#### [Description of the task]
Transcribe the entries below without any changes, from the line with "Each instance of the chair backrest" up to and including the line with "pixel 809 801".

#### [Supplied records]
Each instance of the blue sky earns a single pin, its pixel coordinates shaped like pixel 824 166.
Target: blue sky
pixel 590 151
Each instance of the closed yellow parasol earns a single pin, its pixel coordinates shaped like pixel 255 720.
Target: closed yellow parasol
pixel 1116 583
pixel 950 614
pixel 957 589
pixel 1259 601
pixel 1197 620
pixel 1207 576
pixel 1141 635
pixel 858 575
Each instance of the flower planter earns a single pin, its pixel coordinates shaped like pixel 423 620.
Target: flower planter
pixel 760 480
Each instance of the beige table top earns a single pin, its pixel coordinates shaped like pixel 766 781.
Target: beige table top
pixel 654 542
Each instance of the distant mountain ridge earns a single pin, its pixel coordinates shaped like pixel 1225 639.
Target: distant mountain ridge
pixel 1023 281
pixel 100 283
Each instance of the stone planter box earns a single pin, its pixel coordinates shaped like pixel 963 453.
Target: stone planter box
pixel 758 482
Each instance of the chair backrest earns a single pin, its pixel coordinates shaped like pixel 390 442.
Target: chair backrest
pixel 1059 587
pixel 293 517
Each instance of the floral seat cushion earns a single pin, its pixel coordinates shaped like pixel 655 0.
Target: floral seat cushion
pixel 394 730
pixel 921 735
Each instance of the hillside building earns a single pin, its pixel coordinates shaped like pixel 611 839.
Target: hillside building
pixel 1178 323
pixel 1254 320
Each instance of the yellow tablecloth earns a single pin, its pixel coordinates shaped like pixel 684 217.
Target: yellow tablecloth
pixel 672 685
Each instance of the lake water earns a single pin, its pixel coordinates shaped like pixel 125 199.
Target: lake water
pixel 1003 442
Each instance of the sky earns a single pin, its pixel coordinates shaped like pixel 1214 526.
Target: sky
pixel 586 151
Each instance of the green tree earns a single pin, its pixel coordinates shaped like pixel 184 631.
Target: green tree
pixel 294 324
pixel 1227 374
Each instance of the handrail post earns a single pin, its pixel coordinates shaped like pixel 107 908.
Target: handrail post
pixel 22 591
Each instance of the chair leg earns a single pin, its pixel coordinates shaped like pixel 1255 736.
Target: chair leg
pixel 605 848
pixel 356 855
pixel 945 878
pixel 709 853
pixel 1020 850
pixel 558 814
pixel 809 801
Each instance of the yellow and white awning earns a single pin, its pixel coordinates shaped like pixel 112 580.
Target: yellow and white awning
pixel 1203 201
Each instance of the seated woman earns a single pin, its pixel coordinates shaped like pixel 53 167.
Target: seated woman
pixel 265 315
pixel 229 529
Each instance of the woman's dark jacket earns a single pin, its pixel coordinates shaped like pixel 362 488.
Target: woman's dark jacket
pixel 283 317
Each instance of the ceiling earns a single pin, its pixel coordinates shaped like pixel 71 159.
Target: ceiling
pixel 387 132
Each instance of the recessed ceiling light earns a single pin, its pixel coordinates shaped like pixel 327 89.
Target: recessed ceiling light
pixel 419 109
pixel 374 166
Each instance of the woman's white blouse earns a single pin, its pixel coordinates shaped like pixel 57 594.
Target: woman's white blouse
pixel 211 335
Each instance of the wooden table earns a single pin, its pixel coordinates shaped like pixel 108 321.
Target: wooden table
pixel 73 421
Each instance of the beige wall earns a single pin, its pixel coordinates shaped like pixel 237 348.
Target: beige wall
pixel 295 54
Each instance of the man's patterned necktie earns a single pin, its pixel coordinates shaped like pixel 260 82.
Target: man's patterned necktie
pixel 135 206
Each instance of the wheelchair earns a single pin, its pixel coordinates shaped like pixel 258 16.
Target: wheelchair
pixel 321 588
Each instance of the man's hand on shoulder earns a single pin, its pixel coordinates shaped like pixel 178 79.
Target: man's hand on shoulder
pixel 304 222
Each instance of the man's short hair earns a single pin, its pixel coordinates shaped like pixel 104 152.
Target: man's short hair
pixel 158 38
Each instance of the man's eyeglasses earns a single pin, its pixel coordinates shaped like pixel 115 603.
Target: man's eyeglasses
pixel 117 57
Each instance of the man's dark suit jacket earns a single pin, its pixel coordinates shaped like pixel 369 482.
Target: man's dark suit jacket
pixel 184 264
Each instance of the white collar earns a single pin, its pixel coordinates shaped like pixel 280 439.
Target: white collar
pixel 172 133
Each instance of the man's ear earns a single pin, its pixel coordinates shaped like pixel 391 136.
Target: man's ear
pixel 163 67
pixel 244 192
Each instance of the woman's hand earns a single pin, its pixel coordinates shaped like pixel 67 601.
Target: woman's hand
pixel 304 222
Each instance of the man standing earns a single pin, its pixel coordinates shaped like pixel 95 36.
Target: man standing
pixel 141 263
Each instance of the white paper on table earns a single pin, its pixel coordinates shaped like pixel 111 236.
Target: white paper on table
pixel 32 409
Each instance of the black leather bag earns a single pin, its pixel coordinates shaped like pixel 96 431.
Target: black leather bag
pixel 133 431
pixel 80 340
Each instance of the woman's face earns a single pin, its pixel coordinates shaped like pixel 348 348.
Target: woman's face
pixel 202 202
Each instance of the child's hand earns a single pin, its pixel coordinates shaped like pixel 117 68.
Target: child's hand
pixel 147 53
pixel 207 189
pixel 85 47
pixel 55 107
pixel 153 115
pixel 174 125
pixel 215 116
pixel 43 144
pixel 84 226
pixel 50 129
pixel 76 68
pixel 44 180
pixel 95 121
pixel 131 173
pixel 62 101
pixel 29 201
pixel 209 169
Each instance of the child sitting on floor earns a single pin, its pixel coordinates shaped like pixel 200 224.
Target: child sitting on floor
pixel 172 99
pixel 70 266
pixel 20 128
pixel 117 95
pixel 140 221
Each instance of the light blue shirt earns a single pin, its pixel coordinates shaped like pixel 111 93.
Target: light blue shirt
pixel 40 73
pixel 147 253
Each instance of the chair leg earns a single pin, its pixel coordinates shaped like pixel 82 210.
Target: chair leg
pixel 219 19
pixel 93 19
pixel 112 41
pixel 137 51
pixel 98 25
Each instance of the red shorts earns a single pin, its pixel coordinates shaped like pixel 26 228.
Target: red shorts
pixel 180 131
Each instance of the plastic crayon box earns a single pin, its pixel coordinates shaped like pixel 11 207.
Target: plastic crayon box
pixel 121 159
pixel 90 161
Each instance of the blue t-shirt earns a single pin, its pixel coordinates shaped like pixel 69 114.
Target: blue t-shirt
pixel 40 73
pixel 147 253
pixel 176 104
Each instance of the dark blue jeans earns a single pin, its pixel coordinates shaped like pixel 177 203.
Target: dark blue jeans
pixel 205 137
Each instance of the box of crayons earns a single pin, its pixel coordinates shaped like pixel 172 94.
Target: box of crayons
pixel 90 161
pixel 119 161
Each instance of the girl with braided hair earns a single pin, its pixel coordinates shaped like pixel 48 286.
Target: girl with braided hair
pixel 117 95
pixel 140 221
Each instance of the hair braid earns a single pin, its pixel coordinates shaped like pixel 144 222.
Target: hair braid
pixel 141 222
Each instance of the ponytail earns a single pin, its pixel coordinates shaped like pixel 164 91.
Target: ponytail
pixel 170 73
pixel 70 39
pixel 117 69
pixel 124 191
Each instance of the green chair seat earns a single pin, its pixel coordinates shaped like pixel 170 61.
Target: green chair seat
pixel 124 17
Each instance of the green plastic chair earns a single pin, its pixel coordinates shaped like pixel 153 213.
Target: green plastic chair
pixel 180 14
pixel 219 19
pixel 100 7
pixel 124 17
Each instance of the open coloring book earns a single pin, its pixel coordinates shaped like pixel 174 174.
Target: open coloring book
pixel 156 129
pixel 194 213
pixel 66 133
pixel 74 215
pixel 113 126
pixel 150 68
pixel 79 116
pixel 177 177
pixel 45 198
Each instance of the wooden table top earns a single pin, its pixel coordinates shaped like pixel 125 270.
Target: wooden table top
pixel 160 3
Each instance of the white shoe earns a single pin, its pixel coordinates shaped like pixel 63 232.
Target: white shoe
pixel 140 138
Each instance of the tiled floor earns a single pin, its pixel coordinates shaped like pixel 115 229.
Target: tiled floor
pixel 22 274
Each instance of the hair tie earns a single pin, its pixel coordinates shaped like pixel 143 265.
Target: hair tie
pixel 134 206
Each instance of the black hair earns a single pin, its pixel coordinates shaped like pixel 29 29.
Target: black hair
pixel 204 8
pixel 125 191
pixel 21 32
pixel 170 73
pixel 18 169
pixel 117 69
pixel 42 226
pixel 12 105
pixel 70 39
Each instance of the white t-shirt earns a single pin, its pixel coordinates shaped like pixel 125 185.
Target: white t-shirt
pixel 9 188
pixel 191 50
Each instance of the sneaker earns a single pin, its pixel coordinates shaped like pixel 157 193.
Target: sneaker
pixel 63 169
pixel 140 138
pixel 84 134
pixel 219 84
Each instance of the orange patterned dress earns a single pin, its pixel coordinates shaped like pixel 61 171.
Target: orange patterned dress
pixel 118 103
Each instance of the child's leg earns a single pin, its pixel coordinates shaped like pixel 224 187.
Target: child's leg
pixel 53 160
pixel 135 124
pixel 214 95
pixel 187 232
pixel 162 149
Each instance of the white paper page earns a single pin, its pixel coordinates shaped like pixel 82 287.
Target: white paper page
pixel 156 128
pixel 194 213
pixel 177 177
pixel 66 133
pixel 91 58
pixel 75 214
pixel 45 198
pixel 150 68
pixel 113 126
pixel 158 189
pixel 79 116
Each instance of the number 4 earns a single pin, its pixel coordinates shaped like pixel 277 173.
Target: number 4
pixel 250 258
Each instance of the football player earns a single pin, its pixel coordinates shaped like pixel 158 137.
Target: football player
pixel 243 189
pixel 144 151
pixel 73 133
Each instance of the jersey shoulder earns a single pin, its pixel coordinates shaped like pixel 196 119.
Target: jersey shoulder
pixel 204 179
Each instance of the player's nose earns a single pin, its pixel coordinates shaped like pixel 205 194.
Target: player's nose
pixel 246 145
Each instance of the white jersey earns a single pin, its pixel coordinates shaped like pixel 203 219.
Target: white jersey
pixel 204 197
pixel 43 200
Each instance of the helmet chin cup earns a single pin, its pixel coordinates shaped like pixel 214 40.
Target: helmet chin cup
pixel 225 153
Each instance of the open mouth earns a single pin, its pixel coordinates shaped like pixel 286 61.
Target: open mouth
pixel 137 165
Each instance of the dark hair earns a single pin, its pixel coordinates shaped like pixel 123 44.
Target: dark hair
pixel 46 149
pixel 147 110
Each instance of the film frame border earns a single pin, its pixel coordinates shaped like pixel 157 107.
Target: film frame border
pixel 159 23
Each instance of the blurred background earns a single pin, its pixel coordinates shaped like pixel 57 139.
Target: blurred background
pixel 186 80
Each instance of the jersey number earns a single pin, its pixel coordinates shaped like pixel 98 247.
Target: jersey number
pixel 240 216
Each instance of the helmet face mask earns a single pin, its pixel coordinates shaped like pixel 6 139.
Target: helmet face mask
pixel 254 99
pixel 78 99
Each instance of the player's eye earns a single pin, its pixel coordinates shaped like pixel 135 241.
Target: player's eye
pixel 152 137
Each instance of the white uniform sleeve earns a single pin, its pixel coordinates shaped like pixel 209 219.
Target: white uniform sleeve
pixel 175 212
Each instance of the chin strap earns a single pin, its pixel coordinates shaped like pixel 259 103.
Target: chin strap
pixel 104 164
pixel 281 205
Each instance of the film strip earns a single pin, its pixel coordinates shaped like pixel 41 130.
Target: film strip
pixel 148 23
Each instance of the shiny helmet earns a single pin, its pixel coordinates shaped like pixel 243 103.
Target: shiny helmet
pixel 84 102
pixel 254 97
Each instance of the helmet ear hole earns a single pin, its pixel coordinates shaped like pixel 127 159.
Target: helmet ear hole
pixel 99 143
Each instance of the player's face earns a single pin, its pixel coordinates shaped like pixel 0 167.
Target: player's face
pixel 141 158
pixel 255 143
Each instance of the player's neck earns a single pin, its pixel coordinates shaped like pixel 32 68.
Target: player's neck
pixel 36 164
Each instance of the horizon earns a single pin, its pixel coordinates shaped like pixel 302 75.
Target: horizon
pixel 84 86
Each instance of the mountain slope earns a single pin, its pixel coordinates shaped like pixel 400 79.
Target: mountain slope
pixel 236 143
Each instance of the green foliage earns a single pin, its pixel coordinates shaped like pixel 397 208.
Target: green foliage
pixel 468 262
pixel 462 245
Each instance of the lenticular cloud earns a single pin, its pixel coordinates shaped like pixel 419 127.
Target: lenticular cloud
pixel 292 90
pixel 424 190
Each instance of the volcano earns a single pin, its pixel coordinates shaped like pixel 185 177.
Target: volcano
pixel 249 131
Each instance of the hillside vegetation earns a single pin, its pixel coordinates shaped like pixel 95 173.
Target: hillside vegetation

#### [Finished exercise]
Each instance of the chair backrest earns a single pin, its pixel coordinates shaped like pixel 390 442.
Target: chair backrest
pixel 1059 587
pixel 293 517
Each instance of the floral seat cushion earns a single pin, its pixel coordinates shaped like pixel 655 0.
Target: floral seat cushion
pixel 394 730
pixel 921 735
Each instance of the hillside building earns a single pin, its pixel coordinates shaped like pixel 611 839.
Target: hillside building
pixel 1178 323
pixel 1254 320
Each instance of the yellow tablecloth earns a single pin, its pixel coordinates shaped like pixel 684 217.
Target: yellow tablecloth
pixel 672 685
Each instance of the lake water earns a single pin, its pixel coordinates shaped like pixel 125 199.
Target: lake water
pixel 1003 442
Each instance of the sky earns a single pin, its pixel coordinates shaped like pixel 1214 526.
Target: sky
pixel 586 151
Each instance of the green tree earns a single pin, its pixel coordinates shaped like pixel 184 631.
Target: green tree
pixel 294 324
pixel 1227 374
Each instance of the handrail post earns a single pin, its pixel coordinates shaped like pixel 107 908.
Target: handrail post
pixel 22 591
Each instance of the chair leg earns a single pin, its pixel coordinates shaped like pixel 1255 736.
Target: chair leg
pixel 605 848
pixel 356 855
pixel 945 878
pixel 709 853
pixel 1020 850
pixel 558 814
pixel 809 801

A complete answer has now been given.